§ **Work required**
According to the faster-qwen3-tts-batch project description, what throughput improvement does batched inference achieve?

§ **Supplied passage**
* begin *

Skip to main content

Dynamic batching for Qwen3-TTS with CUDA graph acceleration

Project description

faster-qwen3-tts-batch

Dynamic batching for Qwen3-TTS with CUDA graph acceleration. Extends faster-qwen3-tts to support batched inference, achieving 2-4x throughput improvement via shared weight computation and batched CUDA graphs.

Features

  • Batched CUDA Graphs: Predictor and talker decode steps captured as batched CUDA graphs for minimal kernel launch overhead
  • Batched Prefill: Single forward pass for all B samples with left-padding alignment (vs B separate prefills)
  • Continuous Batching: Mid-generation slot replacement — when a sample finishes (EOS), its slot is immediately filled with the next pending request
  • Async Scheduler: BatchScheduler with dedicated GPU thread, smart batching with configurable max_wait_ms, and async infer() API
  • Two Execution Modes:
    • continuous=False (default): Batch-and-wait — collect batch, run to completion, optimal for consumer GPUs
    • continuous=True: Slot replacement — fill freed slots mid-generation, optimal for high-end GPUs (H100/A100)

Installation

pip install -e .

Requires faster-qwen3-tts >= 0.2.4 and a CUDA-capable GPU.

Quick Start

Direct Batched Generation

from faster_qwen3_tts_batch import BatchedFasterQwen3TTS

model = BatchedFasterQwen3TTS.from_pretrained(
    "path/to/Qwen3-TTS-12Hz-0.6B-Base",
    max_batch_size=4,
    max_seq_len=512,
)
model.warmup(prefill_len=100)

requests = [
    {"text": "你好世界", "language": "Auto", "ref_audio": "ref.wav", "ref_text": ""},
    {"text": "今天天气不错", "language": "Auto", "ref_audio": "ref.wav", "ref_text": ""},
]
outputs = model.generate_voice_clone_batch(requests, max_new_tokens=500)

* end *

§ **Information provided**
* begin *

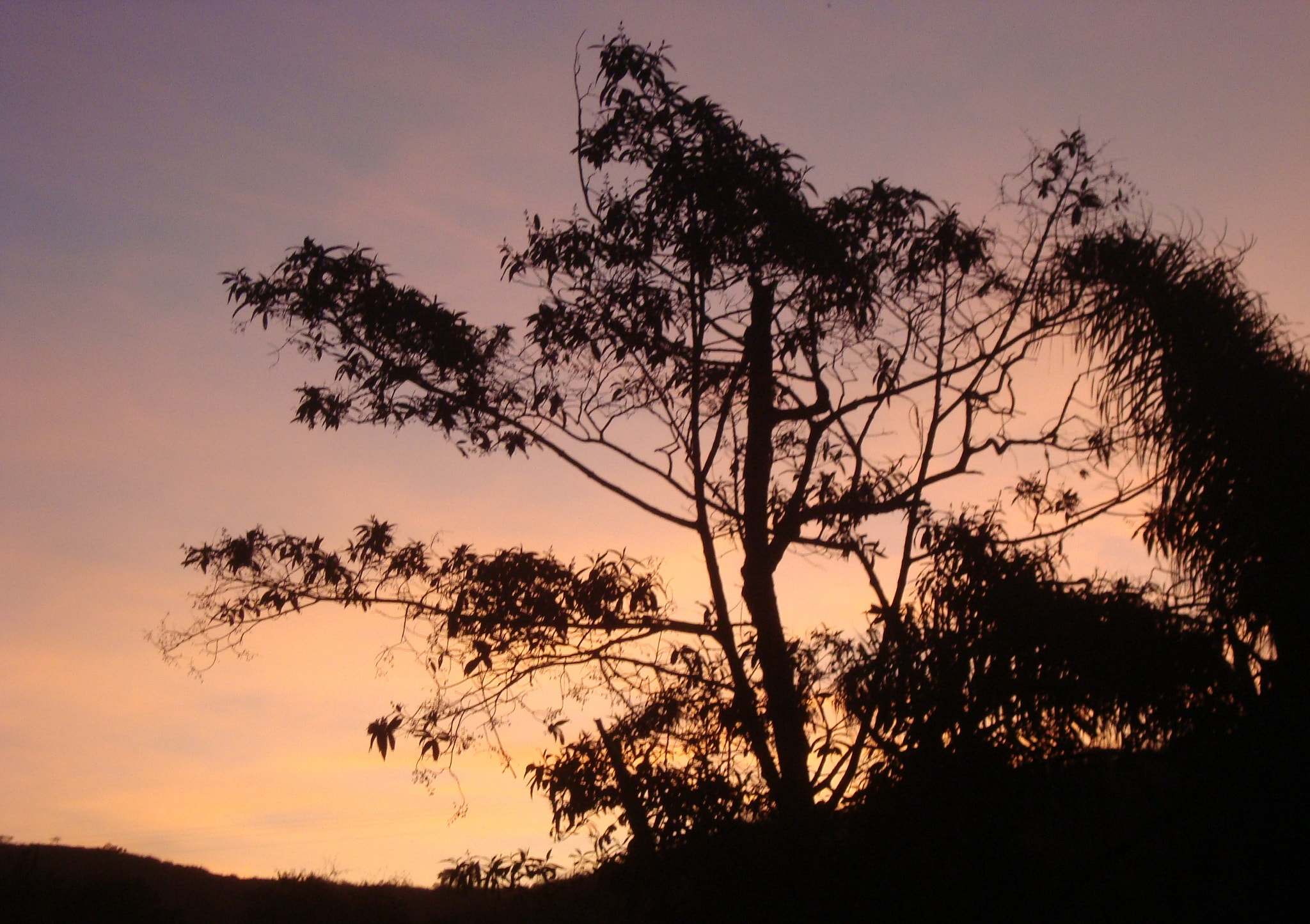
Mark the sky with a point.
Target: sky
(148, 147)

* end *

§ **Problem solution**
A 2-4x throughput improvement, through shared weight computation and batched CUDA graphs.